▶ 阅读材料
^^^^

去年10月份参加的ICCV,这次主要关注的几个方向:
– Efficient DNN Inference
– 3D Vision, especially 6DOF pose estimation
– Fundamental improvements in DNN representation learning
– Applications on Human/Face
Efficient DNN Inference
Low-Power Computer Vision Workshop: 这个Workshop组织了一个竞赛叫Low-Power Image Recognition Challenge (LPIRC)。定义指标里不仅仅考量模型的精度,也同时考量模型运行时的能耗。这个Workshop里有部分报告来自竞赛的优胜队伍,分享一些技术上的技巧,也有一些来自业界和学界的报告。
Prof. Soonhoi Ha 讲了 Software-Hardware Co-Design,期间也分享了一些提高比赛分数的技巧。

^^^^

▶ 数据记录

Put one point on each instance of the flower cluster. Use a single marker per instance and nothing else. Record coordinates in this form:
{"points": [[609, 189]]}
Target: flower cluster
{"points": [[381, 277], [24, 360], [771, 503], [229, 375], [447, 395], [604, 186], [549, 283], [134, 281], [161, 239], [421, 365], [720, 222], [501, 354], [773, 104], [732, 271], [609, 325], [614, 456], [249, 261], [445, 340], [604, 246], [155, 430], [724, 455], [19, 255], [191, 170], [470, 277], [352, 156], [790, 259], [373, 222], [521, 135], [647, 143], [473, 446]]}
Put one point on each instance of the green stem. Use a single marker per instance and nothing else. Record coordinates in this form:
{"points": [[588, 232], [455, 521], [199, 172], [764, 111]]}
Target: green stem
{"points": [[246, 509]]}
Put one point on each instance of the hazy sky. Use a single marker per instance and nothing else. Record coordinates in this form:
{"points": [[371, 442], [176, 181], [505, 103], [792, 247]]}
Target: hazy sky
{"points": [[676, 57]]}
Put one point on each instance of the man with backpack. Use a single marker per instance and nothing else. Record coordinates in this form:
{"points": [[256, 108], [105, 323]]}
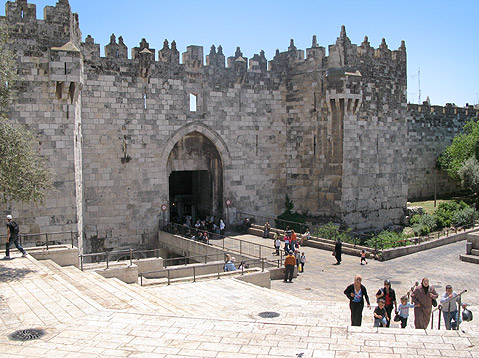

^^^^

▶ 任务要求 A
根据这篇ICCV参会笔记回答:
(i) 在3D视觉这个方向里,特别提到的是哪一项?
(ii) LPIRC竞赛的指标除了模型精度,还考量什么?
(iii) Prof. Soonhoi Ha 讲的主题是什么?
▶ 任务要求 B
把记录里从含有“Put one point on each instance of the hazy”的那一行起、到记录末尾止的各行排成编号列表,首尾两行都算,空行去掉,图片不要放进来。

▶ 正确结果 A
(i) 6DOF pose estimation。
(ii) 模型运行时的能耗。
(iii) Software-Hardware Co-Design。

▶ 正确结果 B
1. Put one point on each instance of the hazy sky. Use a single marker per instance and nothing else. Record coordinates in this form:
2. {"points": [[371, 442], [176, 181], [505, 103], [792, 247]]}
3. Target: hazy sky
4. {"points": [[676, 57]]}
5. Put one point on each instance of the man with backpack. Use a single marker per instance and nothing else. Record coordinates in this form:
6. {"points": [[256, 108], [105, 323]]}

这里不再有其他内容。